Document section:
___

Time-series data is often ingested at a very high resolution (e.g., thousands of data points per second). To make it easier to analyze time-series, users often downsample their data (e.g., they convert thousands of data points per second to only one). This technique doesn’t only save storage costs, because you need to store lower resolution data, but it also makes it easier to create visualizations and recognize trends in the data.

Downsampling is often done repeatedly and continuously, which means that if, for example, you insert multiple new rows every second, the database rolls up the incoming data into larger buckets automatically. Instead of aggregating the raw data yourself, the database takes care of it automatically and in real-time. Let’s see how InfluxDB and TimescaleDB handle downsampling with an OHLC example.

InfluxDB

close=from(bucket: "crypto")
  |> range(start: -30d)
  |> group(columns:["symbol"])
  |> filter(fn: (r) => r["_measurement"] == "ohlc")
  |> window(every: 1h)

___

Stored data:
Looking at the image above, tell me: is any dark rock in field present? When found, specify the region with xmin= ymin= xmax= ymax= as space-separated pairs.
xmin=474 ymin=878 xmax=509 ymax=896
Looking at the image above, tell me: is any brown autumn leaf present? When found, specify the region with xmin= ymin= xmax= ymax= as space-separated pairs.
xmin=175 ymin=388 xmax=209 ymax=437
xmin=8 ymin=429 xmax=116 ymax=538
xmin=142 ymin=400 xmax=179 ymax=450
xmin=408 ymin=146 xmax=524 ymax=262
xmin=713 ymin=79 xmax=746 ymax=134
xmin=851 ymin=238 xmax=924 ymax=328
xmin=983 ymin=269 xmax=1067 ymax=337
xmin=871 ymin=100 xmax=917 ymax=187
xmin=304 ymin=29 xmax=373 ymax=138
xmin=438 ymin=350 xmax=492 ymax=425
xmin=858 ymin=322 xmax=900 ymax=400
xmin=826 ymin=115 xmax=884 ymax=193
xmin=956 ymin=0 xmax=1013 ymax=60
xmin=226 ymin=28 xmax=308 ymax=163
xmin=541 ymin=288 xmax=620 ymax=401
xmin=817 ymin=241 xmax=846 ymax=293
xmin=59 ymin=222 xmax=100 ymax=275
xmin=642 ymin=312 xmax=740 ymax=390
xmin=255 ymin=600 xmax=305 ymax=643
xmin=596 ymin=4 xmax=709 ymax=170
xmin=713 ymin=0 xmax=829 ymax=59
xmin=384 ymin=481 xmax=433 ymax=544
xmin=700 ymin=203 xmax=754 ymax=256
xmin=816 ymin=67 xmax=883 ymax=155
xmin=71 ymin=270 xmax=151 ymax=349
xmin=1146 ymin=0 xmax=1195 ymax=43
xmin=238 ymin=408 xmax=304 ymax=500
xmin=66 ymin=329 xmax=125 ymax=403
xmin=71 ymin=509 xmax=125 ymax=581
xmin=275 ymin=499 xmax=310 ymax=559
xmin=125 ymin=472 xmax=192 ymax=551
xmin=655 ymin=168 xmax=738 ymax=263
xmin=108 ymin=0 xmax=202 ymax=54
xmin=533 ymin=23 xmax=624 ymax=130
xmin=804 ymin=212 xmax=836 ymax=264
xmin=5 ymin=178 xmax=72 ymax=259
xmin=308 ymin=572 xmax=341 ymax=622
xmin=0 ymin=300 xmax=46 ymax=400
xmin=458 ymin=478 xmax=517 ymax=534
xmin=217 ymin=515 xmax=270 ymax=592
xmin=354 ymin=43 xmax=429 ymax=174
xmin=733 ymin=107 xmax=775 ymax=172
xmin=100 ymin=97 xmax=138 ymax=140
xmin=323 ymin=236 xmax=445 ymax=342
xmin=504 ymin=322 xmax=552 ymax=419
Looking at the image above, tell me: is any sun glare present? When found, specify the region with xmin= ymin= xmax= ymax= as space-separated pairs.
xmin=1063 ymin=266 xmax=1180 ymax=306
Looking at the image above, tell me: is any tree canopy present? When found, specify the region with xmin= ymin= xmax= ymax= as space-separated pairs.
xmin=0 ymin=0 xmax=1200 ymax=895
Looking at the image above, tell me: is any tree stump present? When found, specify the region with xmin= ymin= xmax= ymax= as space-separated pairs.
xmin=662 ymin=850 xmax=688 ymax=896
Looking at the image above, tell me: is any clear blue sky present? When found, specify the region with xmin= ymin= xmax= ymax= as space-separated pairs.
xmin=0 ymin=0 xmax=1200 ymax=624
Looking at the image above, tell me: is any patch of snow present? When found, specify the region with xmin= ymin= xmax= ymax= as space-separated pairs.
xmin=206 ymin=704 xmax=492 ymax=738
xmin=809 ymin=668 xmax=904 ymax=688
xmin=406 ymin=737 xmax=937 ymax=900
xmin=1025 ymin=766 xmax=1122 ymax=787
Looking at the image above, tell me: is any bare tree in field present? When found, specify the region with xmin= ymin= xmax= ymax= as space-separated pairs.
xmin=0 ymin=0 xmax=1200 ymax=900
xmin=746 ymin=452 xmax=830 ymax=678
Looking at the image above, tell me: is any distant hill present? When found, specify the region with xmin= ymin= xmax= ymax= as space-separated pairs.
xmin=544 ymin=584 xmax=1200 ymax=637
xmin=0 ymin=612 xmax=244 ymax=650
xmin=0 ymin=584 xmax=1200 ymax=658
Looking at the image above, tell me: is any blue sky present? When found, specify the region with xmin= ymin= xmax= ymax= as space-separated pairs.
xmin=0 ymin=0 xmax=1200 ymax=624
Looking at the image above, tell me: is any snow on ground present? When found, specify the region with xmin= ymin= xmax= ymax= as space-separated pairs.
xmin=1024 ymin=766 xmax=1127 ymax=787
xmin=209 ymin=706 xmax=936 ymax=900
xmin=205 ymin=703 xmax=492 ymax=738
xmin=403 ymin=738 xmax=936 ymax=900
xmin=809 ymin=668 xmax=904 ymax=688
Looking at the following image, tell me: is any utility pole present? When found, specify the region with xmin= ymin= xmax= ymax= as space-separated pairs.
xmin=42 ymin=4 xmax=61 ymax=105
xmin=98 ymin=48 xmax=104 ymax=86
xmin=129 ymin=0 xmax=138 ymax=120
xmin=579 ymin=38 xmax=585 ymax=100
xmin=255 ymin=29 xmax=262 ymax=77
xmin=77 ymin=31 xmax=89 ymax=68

___

Requirements:
1) Which two databases does the downsampling passage say it will compare using an OHLC example?
2) Quote the downsampling passage starting with "Downsampling is often" and going on through "an OHLC example.".
3) List every function that the InfluxDB code in the downsampling passage calls after the pipe-forward operator "|>".
The entries are not needed for this work.

Answers below:
1) InfluxDB and TimescaleDB.

2)
Downsampling is often done repeatedly and continuously, which means that if, for example, you insert multiple new rows every second, the database rolls up the incoming data into larger buckets automatically. Instead of aggregating the raw data yourself, the database takes care of it automatically and in real-time. Let’s see how InfluxDB and TimescaleDB handle downsampling with an OHLC example.

3) range, group, filter, window